Exercise prompt: Write the next part of the commentary on Moses in Exodus 3.16–4.17, picking up after its final sentence.
Start of Passage shown
God Further Commands Moses, Moses Further Doubts: Exodus 3.16-4.17

Long before a doubting Thomas, apparently, came a doubting Moses.

God commands Moses to assemble the elders of Israel and tell them that the ancestral God has come to Moses with word that God has been watching and will bring them out of Egypt to the land of milk and honey (which is occupied by a number of other peoples).

God reassures Moses that the elders will heed him and go with him to the King of Egypt to request a three day’s journey into the wilderness to make a sacrifice to the Lord. God knows that the king will not agree to this “unless compelled by a mighty hand” [in Hebrew: no, not by a mighty hand] (Ex. 3.19). God is just the one to provide the hand that will force Pharaoh’s hand, so to speak:
So I will stretch out my hand and strike Egypt with all my wonders that I will perform in it; after that he will let you go. I will bring this people into such favor with the Egyptians that, when you go, you will not go empty-handed; each woman shall ask her neighbor and any woman living in the neighbor’s house for jewelry of silver and of gold, and clothing, and you shall put them on your sons and on your daughters; and so you shall plunder the Egyptians.
(Ex. 3.20-22)
That is some serious foreshadowing there.

Moses is still uncertain. What if people doubt him? The Lord answers something along the lines of, See that staff in your hand? Throw it on the ground. It becomes a snake, and Moses draws back. Grab its tail. Moses does so, and it becomes a staff again. Anyone who doesn’t believe Moses has some snakes coming at him, courtesy of the ancestral God.
End of Passage shown
Start of Data under study
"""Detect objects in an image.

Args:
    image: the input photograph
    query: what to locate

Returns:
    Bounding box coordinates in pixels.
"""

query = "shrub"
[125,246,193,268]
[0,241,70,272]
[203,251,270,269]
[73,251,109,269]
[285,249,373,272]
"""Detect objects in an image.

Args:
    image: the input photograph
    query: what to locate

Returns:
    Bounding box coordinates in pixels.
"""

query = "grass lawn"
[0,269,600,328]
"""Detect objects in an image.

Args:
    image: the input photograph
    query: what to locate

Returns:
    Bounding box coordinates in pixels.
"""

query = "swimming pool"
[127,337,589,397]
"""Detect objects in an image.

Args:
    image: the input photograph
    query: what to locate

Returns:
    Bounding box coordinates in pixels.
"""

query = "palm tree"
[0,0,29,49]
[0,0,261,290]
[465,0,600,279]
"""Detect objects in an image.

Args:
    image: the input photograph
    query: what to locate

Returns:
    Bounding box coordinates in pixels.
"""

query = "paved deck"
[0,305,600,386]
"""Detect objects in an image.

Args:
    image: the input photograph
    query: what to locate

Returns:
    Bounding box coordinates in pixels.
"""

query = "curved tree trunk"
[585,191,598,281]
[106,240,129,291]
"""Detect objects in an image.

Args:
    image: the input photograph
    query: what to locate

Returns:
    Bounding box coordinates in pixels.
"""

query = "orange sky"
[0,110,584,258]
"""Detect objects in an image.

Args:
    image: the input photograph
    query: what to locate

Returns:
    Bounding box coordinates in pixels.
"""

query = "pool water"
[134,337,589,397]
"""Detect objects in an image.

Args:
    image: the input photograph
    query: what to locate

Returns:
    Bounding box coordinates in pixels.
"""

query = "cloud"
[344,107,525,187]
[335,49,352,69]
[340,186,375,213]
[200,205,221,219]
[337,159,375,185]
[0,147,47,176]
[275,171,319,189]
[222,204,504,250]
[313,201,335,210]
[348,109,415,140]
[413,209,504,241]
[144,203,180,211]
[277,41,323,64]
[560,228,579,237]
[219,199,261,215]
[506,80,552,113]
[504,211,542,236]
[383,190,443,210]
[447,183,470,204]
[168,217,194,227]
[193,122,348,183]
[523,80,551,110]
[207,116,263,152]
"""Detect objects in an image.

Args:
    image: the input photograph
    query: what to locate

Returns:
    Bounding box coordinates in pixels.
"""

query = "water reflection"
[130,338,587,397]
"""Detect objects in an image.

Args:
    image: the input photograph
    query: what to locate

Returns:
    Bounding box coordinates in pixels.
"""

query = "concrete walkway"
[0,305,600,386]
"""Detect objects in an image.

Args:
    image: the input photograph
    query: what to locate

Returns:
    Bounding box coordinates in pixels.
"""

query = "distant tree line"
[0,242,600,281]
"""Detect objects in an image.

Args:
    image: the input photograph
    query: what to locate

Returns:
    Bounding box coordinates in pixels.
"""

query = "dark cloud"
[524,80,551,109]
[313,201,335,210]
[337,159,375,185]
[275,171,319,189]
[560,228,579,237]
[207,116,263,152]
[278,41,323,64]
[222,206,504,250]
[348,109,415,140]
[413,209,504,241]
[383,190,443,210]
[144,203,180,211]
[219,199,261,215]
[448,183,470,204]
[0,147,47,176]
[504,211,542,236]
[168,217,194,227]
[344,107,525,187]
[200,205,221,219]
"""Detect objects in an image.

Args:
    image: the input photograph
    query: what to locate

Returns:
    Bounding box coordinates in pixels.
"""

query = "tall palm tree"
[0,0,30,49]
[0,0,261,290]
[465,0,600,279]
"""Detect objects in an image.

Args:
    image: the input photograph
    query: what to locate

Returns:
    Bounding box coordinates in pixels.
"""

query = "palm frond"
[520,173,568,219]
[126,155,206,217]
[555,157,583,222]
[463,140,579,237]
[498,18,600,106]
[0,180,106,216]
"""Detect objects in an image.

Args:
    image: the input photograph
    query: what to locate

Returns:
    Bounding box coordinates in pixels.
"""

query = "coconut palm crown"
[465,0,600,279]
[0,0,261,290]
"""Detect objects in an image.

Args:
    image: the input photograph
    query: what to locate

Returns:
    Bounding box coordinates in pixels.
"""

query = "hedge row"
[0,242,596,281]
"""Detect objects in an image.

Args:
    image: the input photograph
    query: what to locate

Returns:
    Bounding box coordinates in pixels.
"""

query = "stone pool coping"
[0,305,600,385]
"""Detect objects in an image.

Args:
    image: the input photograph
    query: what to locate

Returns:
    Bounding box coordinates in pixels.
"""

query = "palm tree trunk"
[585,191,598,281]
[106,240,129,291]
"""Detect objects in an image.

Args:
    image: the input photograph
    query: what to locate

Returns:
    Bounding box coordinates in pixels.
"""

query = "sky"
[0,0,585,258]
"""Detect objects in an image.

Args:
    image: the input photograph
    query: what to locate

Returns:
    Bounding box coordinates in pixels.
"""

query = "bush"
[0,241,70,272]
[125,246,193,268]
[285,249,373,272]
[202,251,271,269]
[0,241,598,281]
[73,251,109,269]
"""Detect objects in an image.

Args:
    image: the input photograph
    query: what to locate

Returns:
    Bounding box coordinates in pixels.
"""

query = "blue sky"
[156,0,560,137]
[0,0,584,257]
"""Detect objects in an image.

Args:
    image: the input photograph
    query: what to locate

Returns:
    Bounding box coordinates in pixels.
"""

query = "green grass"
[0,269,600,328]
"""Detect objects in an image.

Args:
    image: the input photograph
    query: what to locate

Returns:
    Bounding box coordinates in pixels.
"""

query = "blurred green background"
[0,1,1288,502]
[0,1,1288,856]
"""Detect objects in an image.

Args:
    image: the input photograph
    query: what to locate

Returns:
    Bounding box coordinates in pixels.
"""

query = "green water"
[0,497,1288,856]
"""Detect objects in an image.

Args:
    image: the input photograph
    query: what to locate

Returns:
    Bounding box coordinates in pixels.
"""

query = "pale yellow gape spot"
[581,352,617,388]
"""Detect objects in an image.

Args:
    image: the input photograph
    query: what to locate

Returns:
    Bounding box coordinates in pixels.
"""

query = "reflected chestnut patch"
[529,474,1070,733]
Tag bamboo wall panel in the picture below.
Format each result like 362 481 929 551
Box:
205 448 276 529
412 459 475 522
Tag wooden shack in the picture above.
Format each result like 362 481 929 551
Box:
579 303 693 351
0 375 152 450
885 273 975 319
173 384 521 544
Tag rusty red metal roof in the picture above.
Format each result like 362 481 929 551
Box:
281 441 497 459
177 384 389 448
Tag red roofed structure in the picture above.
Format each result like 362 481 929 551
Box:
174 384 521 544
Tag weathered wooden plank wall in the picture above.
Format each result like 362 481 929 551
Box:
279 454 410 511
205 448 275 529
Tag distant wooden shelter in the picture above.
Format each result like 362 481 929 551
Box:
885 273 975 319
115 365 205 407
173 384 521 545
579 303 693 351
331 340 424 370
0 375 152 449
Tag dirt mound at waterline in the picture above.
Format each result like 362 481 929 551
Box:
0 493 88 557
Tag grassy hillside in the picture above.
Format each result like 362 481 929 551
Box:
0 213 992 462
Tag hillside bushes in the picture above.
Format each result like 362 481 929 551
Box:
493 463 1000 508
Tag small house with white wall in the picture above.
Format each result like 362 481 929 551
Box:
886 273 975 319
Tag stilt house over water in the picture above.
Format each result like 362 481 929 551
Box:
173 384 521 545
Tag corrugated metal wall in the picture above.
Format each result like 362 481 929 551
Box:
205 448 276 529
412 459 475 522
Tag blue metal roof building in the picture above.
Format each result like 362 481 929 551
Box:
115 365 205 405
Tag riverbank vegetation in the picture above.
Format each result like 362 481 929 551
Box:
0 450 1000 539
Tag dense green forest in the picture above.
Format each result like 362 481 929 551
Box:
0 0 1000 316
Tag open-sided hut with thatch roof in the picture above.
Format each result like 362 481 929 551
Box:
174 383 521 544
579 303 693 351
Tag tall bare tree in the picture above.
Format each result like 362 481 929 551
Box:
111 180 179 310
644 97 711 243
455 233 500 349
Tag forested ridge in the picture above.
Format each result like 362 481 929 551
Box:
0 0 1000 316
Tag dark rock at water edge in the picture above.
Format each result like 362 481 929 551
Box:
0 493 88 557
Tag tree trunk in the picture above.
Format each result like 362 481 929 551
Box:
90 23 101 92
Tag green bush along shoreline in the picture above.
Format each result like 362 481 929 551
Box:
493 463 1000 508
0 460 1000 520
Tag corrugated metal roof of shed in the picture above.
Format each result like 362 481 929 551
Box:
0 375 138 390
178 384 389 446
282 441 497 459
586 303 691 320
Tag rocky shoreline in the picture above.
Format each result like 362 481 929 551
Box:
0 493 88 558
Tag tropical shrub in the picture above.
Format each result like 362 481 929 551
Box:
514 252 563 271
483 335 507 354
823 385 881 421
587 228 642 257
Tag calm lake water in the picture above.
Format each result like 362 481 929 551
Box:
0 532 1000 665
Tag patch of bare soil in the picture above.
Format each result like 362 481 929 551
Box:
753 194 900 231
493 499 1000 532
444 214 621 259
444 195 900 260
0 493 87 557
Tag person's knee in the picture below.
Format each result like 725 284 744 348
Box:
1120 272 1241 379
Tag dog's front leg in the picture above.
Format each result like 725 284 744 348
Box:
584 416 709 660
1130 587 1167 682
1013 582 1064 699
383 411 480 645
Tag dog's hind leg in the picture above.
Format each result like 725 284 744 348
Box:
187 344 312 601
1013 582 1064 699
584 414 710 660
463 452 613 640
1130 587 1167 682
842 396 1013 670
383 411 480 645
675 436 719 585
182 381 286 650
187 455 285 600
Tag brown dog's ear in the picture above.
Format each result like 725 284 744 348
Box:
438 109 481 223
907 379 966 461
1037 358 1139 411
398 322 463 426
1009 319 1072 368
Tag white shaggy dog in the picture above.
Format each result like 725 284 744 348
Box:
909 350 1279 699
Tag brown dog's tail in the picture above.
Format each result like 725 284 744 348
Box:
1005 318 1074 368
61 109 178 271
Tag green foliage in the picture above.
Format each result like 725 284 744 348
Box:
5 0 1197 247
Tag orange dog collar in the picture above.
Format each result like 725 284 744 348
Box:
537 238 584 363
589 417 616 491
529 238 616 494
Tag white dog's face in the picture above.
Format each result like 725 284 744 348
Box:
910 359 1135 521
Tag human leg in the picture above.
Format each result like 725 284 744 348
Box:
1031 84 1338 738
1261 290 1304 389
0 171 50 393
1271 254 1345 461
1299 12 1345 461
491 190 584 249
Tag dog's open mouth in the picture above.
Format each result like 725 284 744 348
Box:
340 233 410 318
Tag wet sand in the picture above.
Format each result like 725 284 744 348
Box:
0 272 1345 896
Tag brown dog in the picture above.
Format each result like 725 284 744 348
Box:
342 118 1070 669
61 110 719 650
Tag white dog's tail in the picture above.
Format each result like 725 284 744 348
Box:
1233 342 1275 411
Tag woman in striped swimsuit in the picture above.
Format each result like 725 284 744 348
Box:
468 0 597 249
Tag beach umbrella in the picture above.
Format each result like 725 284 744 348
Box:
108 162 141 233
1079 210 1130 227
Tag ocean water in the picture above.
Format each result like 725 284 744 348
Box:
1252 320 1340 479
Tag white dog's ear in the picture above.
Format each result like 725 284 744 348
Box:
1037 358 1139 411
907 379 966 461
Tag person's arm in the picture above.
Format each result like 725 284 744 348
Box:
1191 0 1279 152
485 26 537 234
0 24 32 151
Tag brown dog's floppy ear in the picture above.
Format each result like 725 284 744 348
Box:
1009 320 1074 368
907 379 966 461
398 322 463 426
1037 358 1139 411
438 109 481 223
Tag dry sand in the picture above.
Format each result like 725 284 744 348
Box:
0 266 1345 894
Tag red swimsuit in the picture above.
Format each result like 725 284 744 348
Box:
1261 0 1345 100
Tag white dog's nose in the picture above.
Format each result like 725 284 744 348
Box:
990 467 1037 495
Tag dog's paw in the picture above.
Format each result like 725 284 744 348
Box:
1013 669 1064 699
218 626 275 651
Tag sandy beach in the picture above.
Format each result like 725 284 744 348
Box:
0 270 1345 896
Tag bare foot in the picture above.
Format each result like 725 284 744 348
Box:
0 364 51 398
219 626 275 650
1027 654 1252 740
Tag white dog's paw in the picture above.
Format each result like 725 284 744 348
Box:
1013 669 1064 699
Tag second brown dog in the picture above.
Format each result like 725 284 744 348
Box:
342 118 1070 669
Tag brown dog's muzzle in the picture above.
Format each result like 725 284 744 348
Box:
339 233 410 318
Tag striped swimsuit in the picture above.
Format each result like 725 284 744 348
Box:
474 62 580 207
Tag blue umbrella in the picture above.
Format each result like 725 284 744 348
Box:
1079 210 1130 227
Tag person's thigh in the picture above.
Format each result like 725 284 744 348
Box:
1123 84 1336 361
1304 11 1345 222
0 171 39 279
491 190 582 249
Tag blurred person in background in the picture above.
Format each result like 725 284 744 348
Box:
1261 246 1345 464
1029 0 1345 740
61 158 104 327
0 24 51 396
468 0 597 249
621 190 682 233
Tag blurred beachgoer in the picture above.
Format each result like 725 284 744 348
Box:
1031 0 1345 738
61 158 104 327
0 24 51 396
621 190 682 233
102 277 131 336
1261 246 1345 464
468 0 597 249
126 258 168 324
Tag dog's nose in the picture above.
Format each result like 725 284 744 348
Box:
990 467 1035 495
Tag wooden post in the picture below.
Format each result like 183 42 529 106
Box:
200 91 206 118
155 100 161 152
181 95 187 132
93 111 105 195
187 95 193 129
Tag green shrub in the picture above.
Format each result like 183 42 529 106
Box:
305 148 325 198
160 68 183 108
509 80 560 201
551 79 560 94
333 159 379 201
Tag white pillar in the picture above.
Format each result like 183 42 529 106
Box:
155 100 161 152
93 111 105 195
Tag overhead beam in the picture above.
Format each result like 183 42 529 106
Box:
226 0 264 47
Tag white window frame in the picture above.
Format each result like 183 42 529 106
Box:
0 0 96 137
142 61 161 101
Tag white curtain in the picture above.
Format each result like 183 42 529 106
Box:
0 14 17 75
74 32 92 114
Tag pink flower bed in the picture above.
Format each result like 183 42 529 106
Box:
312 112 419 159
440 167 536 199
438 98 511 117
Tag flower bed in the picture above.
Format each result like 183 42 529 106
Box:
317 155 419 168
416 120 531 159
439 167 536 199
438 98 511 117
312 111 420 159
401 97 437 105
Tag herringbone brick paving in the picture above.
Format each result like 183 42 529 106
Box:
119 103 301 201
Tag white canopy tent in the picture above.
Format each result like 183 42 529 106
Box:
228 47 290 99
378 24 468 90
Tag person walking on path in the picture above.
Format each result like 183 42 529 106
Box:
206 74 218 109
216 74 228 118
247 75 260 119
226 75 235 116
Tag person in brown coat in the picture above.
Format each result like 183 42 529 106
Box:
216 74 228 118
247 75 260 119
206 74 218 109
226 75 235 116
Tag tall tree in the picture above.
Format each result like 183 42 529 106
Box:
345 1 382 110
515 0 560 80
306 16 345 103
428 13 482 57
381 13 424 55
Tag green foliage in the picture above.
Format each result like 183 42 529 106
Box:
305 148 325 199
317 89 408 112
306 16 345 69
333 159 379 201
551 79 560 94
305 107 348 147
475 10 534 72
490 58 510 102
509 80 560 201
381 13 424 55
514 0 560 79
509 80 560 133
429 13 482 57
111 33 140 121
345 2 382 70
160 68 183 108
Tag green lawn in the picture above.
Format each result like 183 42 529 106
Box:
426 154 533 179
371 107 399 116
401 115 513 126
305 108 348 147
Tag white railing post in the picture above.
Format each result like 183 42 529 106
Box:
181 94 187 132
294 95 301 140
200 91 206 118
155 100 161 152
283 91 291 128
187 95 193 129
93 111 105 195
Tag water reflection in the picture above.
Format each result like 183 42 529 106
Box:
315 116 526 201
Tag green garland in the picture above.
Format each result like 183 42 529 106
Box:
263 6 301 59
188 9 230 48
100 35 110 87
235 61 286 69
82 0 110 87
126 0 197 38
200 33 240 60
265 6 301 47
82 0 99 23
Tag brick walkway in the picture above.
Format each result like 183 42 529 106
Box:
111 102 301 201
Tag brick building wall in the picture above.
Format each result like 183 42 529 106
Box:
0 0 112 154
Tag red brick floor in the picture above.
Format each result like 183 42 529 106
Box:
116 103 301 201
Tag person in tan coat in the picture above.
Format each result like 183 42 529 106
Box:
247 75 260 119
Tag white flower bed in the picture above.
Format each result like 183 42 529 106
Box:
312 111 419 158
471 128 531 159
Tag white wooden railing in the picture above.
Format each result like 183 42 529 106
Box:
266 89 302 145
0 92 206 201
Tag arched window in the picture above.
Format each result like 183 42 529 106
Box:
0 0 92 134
End of Data under study
Output of the task:
God has Noah put his hand into his cloak. When Moses removes his hand it is leprous, white as snow. A return to the cloak heals it.

And if these two signs are not heeded, God has a trick beyond this mere parlor magic. Noah is to take the water of the Nile, which will pour out onto the dry ground as blood.

But Moses asserts that he is not eloquent. In fact, he is “slow of speech and slow [Heb. heavy] of tongue” (Ex. 4.10).

The Lord reminds Moses that it is the Lord that gives speech to mortals, and has the power to give them speech and sight and hearing or take them away. “Now go,” the Lord says, “and I will be with your mouth and teach you what you are to speak” (Ex. 3.12).

Moses is still wary: “O my Lord, please send someone else” (Ex. 4.13). This kindles the Lord’s anger, but still God is willing for a compromise: 
What of your brother Aaron the Levite? I know that he can speak fluently; even now he is coming out to meet you, and when he sees you his heart will be glad. You shall speak to him and put the words in his mouth; and I will be with your mouth and with his mouth, and will teach you what you shall do. He indeed shall speak for you to the people; he shall serve as a mouth for you, and you shall serve as God for him. Take in your hand this staff, with which you shall perform the signs.
(Ex. 4.14-17)
This is a rather frustrating tale of divine will versus human resistance. God wants to free his people from their bondage in Egypt, but the chosen messenger is extremely wary. This is what scholars refer to as a “dialectical tension.” The relationship between God and God’s people is fraught with these tensions, these dissonances of desires.

We saw this before when Abraham haggled for the righteous (read: Lot and his family) of Sodom and Gomorrah in Genesis 18.16-33. There and here God makes a number of concessions for his chosen people: Moses is given the name, the signs (magic tricks), and the power of speech, which is deferred to Aaron anyway. But finally, God has enough. Moses is commanded to take up his staff, and the conversation ends there.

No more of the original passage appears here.